(Items from an annotation dataset)
__________

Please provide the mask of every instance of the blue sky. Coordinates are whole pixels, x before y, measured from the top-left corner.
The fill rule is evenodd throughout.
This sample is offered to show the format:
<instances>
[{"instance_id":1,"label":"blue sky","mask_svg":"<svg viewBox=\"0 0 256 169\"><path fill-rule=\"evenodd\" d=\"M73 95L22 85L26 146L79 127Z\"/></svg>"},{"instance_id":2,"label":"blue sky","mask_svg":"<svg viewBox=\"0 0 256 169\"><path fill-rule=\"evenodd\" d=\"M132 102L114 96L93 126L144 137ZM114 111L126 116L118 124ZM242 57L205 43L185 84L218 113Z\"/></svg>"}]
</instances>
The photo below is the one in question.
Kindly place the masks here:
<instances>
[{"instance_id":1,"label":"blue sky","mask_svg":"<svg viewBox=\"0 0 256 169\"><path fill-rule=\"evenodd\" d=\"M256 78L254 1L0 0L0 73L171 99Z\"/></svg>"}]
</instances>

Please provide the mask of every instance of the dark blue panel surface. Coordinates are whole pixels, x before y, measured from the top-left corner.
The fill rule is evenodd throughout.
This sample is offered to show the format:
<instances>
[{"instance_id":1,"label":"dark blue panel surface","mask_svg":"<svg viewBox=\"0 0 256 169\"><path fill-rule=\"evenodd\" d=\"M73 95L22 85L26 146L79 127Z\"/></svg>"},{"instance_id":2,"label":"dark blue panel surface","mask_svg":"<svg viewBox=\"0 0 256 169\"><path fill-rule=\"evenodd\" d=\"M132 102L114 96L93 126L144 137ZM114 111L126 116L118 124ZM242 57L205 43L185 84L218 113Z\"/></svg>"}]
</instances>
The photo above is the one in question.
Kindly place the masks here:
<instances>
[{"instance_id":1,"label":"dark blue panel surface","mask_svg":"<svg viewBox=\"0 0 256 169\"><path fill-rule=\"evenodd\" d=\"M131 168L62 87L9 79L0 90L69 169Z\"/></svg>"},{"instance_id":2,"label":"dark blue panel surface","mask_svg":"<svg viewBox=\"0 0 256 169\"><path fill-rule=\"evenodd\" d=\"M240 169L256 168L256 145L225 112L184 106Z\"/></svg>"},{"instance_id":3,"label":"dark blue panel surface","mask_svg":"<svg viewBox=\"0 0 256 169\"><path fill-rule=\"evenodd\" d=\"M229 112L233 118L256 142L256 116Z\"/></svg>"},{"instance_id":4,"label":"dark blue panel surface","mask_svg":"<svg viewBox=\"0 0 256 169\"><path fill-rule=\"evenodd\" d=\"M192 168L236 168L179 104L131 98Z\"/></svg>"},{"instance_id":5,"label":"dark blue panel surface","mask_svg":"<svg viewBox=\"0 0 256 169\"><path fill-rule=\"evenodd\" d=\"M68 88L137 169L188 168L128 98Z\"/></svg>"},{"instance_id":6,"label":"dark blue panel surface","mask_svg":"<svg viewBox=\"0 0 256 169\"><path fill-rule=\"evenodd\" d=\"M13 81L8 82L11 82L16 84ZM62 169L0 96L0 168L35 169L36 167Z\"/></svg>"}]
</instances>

__________

EXERCISE PROMPT: Copy out every item above word for word, without changing any character.

ANSWER BELOW:
Please provide the mask of every instance of the blue sky. Coordinates are whole pixels, x before y, measured from the top-left corner.
The fill rule is evenodd throughout.
This sample is offered to show the format:
<instances>
[{"instance_id":1,"label":"blue sky","mask_svg":"<svg viewBox=\"0 0 256 169\"><path fill-rule=\"evenodd\" d=\"M73 95L22 85L26 146L79 127Z\"/></svg>"},{"instance_id":2,"label":"blue sky","mask_svg":"<svg viewBox=\"0 0 256 169\"><path fill-rule=\"evenodd\" d=\"M132 102L114 96L93 126L144 137ZM114 111L126 116L118 124ZM242 57L205 43L185 84L218 113Z\"/></svg>"}]
</instances>
The photo below is the one in question.
Kindly place the masks here:
<instances>
[{"instance_id":1,"label":"blue sky","mask_svg":"<svg viewBox=\"0 0 256 169\"><path fill-rule=\"evenodd\" d=\"M256 78L254 1L0 0L0 73L171 99Z\"/></svg>"}]
</instances>

Please provide the mask of every instance of the dark blue panel surface. Coordinates are whole pixels, x before y, measured from the top-left corner.
The fill rule is evenodd throughout.
This sample is offered to show the format:
<instances>
[{"instance_id":1,"label":"dark blue panel surface","mask_svg":"<svg viewBox=\"0 0 256 169\"><path fill-rule=\"evenodd\" d=\"M73 95L22 85L26 146L79 127Z\"/></svg>"},{"instance_id":2,"label":"dark blue panel surface","mask_svg":"<svg viewBox=\"0 0 256 169\"><path fill-rule=\"evenodd\" d=\"M132 102L114 96L93 126L144 137ZM114 111L126 116L118 124ZM242 57L205 43L185 84L218 113Z\"/></svg>"}]
</instances>
The photo above is the one in question.
Kindly place the masks here:
<instances>
[{"instance_id":1,"label":"dark blue panel surface","mask_svg":"<svg viewBox=\"0 0 256 169\"><path fill-rule=\"evenodd\" d=\"M131 168L62 87L9 79L0 90L69 169Z\"/></svg>"},{"instance_id":2,"label":"dark blue panel surface","mask_svg":"<svg viewBox=\"0 0 256 169\"><path fill-rule=\"evenodd\" d=\"M240 169L256 168L256 145L225 112L184 106Z\"/></svg>"},{"instance_id":3,"label":"dark blue panel surface","mask_svg":"<svg viewBox=\"0 0 256 169\"><path fill-rule=\"evenodd\" d=\"M229 112L233 118L256 142L256 116Z\"/></svg>"},{"instance_id":4,"label":"dark blue panel surface","mask_svg":"<svg viewBox=\"0 0 256 169\"><path fill-rule=\"evenodd\" d=\"M192 168L236 168L179 104L131 98Z\"/></svg>"},{"instance_id":5,"label":"dark blue panel surface","mask_svg":"<svg viewBox=\"0 0 256 169\"><path fill-rule=\"evenodd\" d=\"M68 88L137 169L188 168L128 98Z\"/></svg>"},{"instance_id":6,"label":"dark blue panel surface","mask_svg":"<svg viewBox=\"0 0 256 169\"><path fill-rule=\"evenodd\" d=\"M13 81L8 82L11 82L16 84ZM62 169L0 96L0 168L35 169L36 167Z\"/></svg>"}]
</instances>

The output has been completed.